Given records -
************
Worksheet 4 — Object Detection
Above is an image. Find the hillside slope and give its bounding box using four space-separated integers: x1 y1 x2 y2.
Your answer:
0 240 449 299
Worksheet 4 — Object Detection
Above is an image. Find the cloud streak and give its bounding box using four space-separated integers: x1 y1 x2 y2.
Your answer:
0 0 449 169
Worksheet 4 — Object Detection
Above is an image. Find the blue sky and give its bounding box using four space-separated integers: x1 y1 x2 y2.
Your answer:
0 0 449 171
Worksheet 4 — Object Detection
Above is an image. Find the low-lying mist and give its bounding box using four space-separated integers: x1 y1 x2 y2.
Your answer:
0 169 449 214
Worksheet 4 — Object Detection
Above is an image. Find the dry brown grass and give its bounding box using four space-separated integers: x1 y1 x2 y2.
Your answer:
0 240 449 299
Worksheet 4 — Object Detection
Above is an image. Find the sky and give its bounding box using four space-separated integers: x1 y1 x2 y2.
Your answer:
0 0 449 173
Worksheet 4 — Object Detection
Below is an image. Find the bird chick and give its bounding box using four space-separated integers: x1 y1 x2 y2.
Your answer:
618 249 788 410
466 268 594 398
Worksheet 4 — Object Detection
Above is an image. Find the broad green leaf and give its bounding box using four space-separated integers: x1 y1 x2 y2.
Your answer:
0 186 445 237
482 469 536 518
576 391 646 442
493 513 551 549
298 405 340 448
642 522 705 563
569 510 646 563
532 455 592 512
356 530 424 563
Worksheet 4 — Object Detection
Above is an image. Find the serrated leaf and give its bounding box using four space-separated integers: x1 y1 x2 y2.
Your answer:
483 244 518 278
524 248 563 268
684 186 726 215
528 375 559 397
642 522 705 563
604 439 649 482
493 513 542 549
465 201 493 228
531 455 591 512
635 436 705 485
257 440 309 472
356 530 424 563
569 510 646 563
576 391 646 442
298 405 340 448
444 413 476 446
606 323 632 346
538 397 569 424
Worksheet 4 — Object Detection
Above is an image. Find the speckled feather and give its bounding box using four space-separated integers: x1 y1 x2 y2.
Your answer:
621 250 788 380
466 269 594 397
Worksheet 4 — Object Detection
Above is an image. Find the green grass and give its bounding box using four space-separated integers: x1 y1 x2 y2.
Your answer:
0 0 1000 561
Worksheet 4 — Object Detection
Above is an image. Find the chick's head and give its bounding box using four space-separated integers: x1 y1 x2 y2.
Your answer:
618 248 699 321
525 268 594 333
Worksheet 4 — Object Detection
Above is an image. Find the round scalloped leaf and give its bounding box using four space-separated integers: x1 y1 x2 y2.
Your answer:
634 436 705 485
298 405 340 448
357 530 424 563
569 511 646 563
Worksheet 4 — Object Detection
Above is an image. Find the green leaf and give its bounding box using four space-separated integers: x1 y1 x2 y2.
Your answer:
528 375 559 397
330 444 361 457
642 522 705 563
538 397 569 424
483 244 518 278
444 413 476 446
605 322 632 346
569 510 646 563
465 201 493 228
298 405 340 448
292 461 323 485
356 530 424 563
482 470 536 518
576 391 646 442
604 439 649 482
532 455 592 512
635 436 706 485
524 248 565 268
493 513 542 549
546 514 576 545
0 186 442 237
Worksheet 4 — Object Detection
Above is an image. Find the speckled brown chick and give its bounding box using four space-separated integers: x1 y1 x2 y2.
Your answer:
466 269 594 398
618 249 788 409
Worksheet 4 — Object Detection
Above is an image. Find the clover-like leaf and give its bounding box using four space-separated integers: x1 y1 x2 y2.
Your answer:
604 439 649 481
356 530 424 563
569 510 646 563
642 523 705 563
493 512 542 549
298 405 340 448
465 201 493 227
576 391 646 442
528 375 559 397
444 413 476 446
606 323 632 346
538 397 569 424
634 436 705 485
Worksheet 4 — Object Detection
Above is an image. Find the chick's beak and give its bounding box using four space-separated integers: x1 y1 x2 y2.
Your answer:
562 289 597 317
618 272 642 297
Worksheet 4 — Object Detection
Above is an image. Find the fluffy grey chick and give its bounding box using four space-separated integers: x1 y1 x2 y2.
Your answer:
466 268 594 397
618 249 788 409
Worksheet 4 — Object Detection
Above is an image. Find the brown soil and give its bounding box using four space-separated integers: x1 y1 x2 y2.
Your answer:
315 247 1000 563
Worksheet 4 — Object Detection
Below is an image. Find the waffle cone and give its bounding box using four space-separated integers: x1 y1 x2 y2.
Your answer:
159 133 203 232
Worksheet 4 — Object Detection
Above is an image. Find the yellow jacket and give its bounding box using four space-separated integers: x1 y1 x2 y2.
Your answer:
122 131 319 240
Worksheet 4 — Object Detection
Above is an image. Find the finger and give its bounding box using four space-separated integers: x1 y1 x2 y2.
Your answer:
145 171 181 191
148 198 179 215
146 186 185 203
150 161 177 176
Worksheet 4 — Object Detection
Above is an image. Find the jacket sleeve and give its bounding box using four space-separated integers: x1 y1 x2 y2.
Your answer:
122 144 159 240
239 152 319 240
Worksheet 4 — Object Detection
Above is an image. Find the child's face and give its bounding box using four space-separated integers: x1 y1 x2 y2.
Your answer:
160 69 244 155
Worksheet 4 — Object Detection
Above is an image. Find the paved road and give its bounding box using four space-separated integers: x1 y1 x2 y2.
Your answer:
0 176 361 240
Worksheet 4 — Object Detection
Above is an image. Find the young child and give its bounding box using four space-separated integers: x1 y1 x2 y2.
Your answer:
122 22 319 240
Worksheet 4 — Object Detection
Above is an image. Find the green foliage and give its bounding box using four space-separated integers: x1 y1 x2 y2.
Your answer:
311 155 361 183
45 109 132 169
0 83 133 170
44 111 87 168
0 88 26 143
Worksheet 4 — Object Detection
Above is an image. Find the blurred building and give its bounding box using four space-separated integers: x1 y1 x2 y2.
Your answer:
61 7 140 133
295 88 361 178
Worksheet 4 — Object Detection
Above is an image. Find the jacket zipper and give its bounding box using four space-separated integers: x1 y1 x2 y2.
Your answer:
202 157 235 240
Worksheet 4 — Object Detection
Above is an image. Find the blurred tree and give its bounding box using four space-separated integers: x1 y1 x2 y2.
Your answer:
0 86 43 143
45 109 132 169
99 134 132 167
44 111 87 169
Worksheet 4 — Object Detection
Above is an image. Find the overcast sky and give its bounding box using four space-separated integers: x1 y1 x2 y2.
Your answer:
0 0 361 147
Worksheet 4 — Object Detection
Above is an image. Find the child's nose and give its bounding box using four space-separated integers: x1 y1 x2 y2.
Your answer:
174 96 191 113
************
Copy the lines above word for word, with nothing changed.

Solved exercise -
Worksheet 4 — Object Detection
Above is an image. Find the hillside slope and give its bounding box using four space-separated integers: x1 y1 x2 y2.
Your answer:
0 240 449 299
Worksheet 4 — Object Detection
Above is an image. Find the cloud streak and give its bounding box using four space-separated integers: x1 y1 x2 y2.
Your answer:
0 0 449 169
Worksheet 4 — Object Detection
Above is an image. Find the blue sky and give its bounding box using four space-separated integers: x1 y1 x2 y2.
Your answer:
0 0 449 171
Worksheet 4 — Object Detection
Above is an image. Find the low-lying mist and give its bounding box using four space-separated integers: x1 y1 x2 y2.
Your answer:
0 169 449 214
Worksheet 4 — Object Detection
Above is an image. Find the dry brown grass and give its bounding box using four space-separated integers: x1 y1 x2 y2.
Your answer:
0 240 449 299
Worksheet 4 — Object Detection
Above is an image. Find the sky and give its bounding box using four space-separated integers: x1 y1 x2 y2.
Your answer:
0 0 449 173
Worksheet 4 — Object Detection
Below is an image. Find the bird chick and give its bounding box using four space-separated integers: x1 y1 x2 y2.
Your answer:
618 249 788 410
466 268 594 398
Worksheet 4 — Object Detection
Above is an image. Find the broad green leaf and give its bounding box using four space-separated integers: x1 y1 x2 y2.
Your answer:
0 186 445 237
482 469 536 518
576 391 646 442
493 513 551 549
298 405 340 448
642 522 705 563
569 510 646 563
532 455 592 512
356 530 424 563
Worksheet 4 — Object Detection
Above is an image. Find the serrated leaf and give its bounding box using four space-separated integers: x1 y1 x2 y2.
Your answer:
483 244 518 278
524 248 563 268
684 186 726 215
528 375 559 397
642 522 705 563
604 439 649 482
493 513 542 549
465 201 493 228
531 455 591 512
635 436 705 485
257 440 309 472
356 530 424 563
569 510 646 563
576 391 646 442
298 405 340 448
444 413 476 446
606 323 632 346
538 397 569 424
Worksheet 4 — Object Detection
Above is an image. Find the speckled feather and give its bounding box using four space-separated integers: x1 y1 x2 y2.
Your answer:
621 250 788 380
466 269 594 397
Worksheet 4 — Object Detection
Above is an image. Find the green grass and give its bounding box using four space-separated integers: x1 y1 x2 y2.
Your answer:
0 0 1000 561
Worksheet 4 — Object Detection
Above is an image. Find the chick's head and give its bounding box using four space-separated integers: x1 y1 x2 y2.
Your answer:
618 248 699 321
525 268 594 333
Worksheet 4 — Object Detection
Above is an image. Find the round scalloped leaf and give its bounding box using four space-separated integers: x1 y1 x2 y2.
Your answer:
634 436 705 485
298 405 340 448
357 530 424 563
569 511 646 563
Worksheet 4 — Object Detection
Above is an image. Find the green leaf and give its bounding box using four space-separated integers: x1 y1 x2 y2.
Your answer:
528 375 559 397
330 444 361 457
642 522 705 563
538 397 569 424
483 244 518 278
444 413 476 446
605 322 632 346
569 510 646 563
465 201 493 228
298 405 340 448
292 461 323 485
356 530 424 563
482 470 536 518
576 391 646 442
604 439 649 482
532 455 592 512
635 436 706 485
524 248 565 268
493 513 542 549
546 514 576 545
0 186 442 237
Worksheet 4 — Object Detection
Above is an image. Find the speckled brown chick and give its bounding box using four space-separated integers: x1 y1 x2 y2.
Your answer:
466 269 594 398
618 249 788 409
Worksheet 4 — Object Detection
Above is an image. Find the clover-like leaf and give its bounding box using four space-separated integers: x1 y1 x2 y2.
Your answer:
604 439 649 481
356 530 424 563
569 510 646 563
642 523 705 563
493 512 542 549
298 405 340 448
465 201 493 227
576 391 646 442
528 375 559 397
444 413 476 446
606 323 632 346
538 397 569 424
634 436 705 485
Worksheet 4 — Object Detection
Above is an image. Find the chick's beak and give its bounding box using four space-separated integers: x1 y1 x2 y2.
Your answer:
562 289 597 317
618 272 642 297
Worksheet 4 — Object Detection
Above is an image. Find the fluffy grey chick and give its bounding box using four space-separated integers: x1 y1 x2 y2.
Your answer:
466 268 594 397
618 249 788 409
Worksheet 4 — Object Detection
Above is an image. Find the brown soil and give its bounding box using four space-separated integers: x1 y1 x2 y2.
Your answer:
315 247 1000 563
Worksheet 4 — Object Detection
Below is an image. Find the waffle cone and give its bounding box using four space-separated integers: x1 y1 x2 y2.
Your answer:
159 133 203 232
Worksheet 4 — Object Detection
Above is an image. Find the yellow jacket and give its bounding box using four space-separated integers: x1 y1 x2 y2.
Your answer:
122 131 319 240
Worksheet 4 — Object Detection
Above is an image. Find the finger and give its bounding box using four space-separated integers: x1 y1 x2 y2.
Your answer:
145 171 181 191
148 198 179 215
146 186 185 203
150 161 177 176
Worksheet 4 — Object Detection
Above is an image. Find the jacket sleeve and give its bounding box using four space-separated integers: x1 y1 x2 y2.
Your answer:
122 144 159 240
239 152 319 240
Worksheet 4 — Object Detection
Above is an image. Find the child's face and give its bounding box using four space-separated integers: x1 y1 x2 y2.
Your answer:
160 69 244 155
Worksheet 4 — Object Detection
Above is an image. Find the paved road and give its bounding box using four space-separated integers: x1 y1 x2 y2.
Your answer:
0 176 361 240
Worksheet 4 — Object Detection
Above is an image. Find the young child and give its bounding box using four space-separated integers: x1 y1 x2 y2.
Your answer:
122 22 319 240
Worksheet 4 — Object Detection
Above is an image. Find the green foliage and give its bounding box using four space-separated integers: x1 y1 x2 y2.
Your answer:
311 155 361 183
45 109 132 169
0 83 133 170
44 111 87 168
0 88 26 143
Worksheet 4 — Object Detection
Above is an image. Find the blurred building and give its bounding box using four space-separated integers: x1 y1 x2 y2.
Your answer:
61 7 140 133
295 88 361 178
Worksheet 4 — Object Detection
Above is an image. Find the jacket zipper and give its bounding box using four space-separated integers: x1 y1 x2 y2.
Your answer:
202 157 235 240
Worksheet 4 — Object Detection
Above is an image. Find the blurred tree and give its bounding box using four space-separated integers: x1 y1 x2 y2.
Your answer:
0 86 43 143
45 109 132 169
99 134 132 167
44 111 87 169
Worksheet 4 — Object Detection
Above is an image. Find the overcast sky and give its bounding box using four space-separated integers: x1 y1 x2 y2.
Your answer:
0 0 361 147
Worksheet 4 — Object Detection
Above is an image. Find the child's nose and give its bounding box using four space-separated integers: x1 y1 x2 y2.
Your answer:
174 96 191 113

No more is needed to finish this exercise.